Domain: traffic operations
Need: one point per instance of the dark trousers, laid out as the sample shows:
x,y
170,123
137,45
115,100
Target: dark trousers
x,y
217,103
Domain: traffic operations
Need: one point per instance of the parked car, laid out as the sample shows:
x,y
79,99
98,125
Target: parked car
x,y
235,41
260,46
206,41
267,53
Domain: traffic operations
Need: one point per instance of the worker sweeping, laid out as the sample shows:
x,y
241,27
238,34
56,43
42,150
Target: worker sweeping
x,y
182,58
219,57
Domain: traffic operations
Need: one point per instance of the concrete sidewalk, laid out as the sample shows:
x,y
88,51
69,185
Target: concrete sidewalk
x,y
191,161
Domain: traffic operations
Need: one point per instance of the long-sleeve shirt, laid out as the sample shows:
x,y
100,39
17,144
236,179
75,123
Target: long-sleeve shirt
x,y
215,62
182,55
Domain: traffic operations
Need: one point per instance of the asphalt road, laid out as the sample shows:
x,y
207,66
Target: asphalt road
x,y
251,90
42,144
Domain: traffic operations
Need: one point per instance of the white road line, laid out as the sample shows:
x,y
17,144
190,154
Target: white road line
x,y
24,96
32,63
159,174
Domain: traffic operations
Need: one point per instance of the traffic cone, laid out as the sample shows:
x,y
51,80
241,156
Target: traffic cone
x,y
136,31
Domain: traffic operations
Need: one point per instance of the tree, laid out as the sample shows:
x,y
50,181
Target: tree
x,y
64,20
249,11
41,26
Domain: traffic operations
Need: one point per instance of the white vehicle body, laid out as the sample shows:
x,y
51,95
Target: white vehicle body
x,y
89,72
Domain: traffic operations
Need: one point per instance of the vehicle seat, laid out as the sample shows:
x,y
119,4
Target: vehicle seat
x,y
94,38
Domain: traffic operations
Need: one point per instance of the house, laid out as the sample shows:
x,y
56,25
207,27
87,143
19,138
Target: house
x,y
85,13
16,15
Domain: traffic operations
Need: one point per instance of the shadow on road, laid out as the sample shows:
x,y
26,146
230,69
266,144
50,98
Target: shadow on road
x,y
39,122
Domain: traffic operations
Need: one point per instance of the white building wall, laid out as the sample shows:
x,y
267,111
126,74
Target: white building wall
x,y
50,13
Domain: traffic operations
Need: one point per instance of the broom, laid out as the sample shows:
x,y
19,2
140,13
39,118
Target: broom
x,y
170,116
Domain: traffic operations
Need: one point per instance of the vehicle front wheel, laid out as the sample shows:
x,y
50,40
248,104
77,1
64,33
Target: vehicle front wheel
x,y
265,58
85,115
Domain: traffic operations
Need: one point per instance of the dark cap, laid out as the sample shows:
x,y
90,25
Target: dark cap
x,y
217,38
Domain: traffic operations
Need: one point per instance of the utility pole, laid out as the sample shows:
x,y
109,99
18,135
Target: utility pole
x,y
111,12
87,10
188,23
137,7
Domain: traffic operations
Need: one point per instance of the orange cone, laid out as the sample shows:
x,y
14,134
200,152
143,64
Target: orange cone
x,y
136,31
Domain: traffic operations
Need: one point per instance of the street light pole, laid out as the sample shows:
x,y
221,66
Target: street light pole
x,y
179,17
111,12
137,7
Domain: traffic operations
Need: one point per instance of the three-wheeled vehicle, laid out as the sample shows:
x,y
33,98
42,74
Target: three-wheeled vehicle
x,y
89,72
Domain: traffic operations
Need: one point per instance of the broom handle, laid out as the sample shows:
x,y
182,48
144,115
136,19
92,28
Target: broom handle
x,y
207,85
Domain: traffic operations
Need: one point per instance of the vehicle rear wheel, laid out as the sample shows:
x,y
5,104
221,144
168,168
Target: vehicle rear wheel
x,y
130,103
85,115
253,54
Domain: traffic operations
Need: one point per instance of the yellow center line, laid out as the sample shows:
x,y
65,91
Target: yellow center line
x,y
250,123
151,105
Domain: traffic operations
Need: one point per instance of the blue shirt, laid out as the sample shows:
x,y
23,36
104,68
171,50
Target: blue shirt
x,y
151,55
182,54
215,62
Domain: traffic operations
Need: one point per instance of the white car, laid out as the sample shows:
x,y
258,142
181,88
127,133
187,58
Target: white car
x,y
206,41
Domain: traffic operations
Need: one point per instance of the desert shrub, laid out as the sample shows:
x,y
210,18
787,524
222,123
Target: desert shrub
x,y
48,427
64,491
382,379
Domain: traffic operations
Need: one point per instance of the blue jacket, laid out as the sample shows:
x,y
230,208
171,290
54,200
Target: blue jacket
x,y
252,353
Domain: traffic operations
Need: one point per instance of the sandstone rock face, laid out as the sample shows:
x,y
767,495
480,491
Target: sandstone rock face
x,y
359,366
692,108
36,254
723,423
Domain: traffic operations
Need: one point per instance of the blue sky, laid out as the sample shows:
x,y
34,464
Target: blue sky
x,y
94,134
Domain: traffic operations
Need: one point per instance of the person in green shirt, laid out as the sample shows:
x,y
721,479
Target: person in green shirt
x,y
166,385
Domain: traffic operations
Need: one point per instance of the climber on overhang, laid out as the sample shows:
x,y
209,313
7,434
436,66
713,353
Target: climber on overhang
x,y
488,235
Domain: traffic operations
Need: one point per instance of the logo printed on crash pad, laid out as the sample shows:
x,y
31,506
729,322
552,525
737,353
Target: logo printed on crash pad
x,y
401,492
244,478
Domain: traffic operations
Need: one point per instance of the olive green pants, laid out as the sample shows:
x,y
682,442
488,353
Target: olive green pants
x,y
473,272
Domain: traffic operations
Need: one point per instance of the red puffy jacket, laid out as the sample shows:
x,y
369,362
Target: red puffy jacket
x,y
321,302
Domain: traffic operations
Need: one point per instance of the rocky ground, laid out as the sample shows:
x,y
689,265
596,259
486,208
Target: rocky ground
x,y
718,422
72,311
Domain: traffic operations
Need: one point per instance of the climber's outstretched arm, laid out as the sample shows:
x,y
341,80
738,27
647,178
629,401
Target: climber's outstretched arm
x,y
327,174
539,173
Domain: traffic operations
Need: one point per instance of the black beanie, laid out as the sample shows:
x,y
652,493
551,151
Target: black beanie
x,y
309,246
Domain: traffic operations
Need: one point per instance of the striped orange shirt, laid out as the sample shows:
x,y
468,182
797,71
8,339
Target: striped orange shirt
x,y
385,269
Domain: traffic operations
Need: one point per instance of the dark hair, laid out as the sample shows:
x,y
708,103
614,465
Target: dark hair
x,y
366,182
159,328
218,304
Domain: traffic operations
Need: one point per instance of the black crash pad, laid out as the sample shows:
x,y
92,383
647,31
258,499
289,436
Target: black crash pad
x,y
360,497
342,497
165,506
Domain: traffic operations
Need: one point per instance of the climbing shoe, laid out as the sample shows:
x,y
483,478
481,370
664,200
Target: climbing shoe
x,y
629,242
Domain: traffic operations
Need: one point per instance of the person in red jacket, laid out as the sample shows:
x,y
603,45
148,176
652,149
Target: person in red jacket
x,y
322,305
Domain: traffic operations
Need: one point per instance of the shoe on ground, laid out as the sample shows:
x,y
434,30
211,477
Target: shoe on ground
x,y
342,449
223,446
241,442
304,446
==
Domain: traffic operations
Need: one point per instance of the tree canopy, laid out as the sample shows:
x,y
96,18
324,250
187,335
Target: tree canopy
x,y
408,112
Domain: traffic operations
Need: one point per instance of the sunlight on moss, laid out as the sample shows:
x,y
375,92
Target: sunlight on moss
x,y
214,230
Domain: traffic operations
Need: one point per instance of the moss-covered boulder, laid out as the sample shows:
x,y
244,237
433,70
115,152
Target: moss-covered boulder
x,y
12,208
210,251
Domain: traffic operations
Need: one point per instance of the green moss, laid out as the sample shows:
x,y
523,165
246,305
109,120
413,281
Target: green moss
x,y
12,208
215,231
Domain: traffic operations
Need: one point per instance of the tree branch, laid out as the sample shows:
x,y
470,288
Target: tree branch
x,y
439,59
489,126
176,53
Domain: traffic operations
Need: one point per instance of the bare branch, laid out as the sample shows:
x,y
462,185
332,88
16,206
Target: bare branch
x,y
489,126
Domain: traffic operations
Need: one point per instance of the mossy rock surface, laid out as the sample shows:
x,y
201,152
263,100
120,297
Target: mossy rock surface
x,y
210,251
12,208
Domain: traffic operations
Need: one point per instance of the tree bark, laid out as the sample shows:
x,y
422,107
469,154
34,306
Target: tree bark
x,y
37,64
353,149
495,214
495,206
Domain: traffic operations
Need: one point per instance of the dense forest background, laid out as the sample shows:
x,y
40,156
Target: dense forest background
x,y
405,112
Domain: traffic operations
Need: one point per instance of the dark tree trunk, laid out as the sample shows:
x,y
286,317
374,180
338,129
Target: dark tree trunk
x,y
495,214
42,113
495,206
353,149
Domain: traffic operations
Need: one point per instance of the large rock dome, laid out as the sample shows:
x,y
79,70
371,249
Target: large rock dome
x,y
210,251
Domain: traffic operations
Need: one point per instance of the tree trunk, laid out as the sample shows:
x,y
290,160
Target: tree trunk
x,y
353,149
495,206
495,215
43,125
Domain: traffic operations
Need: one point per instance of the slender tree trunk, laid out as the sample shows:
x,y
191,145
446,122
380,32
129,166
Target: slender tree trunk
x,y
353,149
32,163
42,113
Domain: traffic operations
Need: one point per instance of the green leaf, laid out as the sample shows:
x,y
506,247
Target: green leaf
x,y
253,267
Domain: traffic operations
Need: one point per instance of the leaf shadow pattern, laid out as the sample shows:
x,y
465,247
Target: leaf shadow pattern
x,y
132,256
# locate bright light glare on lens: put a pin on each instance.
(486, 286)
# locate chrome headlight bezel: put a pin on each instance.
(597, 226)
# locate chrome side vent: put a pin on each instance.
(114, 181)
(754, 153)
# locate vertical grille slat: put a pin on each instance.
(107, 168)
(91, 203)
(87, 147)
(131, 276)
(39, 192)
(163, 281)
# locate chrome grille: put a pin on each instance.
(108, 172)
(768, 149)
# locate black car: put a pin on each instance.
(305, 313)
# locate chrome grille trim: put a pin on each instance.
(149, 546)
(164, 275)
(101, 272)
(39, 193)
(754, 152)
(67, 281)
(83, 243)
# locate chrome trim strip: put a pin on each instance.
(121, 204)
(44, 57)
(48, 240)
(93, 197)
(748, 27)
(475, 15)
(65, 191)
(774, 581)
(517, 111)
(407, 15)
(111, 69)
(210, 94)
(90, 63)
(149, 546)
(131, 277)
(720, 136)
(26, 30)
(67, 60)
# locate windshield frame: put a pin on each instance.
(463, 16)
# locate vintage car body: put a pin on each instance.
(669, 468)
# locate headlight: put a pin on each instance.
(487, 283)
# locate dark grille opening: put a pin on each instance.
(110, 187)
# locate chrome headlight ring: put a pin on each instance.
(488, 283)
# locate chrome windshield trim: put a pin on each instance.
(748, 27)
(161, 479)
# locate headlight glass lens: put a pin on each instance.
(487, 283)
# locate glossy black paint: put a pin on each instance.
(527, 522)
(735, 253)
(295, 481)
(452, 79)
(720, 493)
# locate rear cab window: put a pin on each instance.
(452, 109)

** EXERCISE **
Word for word, restate the lines of the listing above starting at the line with "Target: tree bark" and ending at the line with "Need: one point per instance of the large", and nothing outside them.

** WRITTEN ANSWER **
Target: tree bark
x,y
37,64
353,149
495,214
495,206
Domain: traffic operations
Need: one point per instance of the dense forest background, laid out as the sample shows:
x,y
40,156
Target: dense forest background
x,y
405,112
Domain: traffic operations
Need: one point per instance of the dark tree trunk, laid out as the sample shows:
x,y
286,317
374,180
338,129
Target: dark tree trunk
x,y
495,214
42,113
495,206
353,149
Domain: traffic operations
Need: one point per instance of the large rock dome, laid out as the sample shows:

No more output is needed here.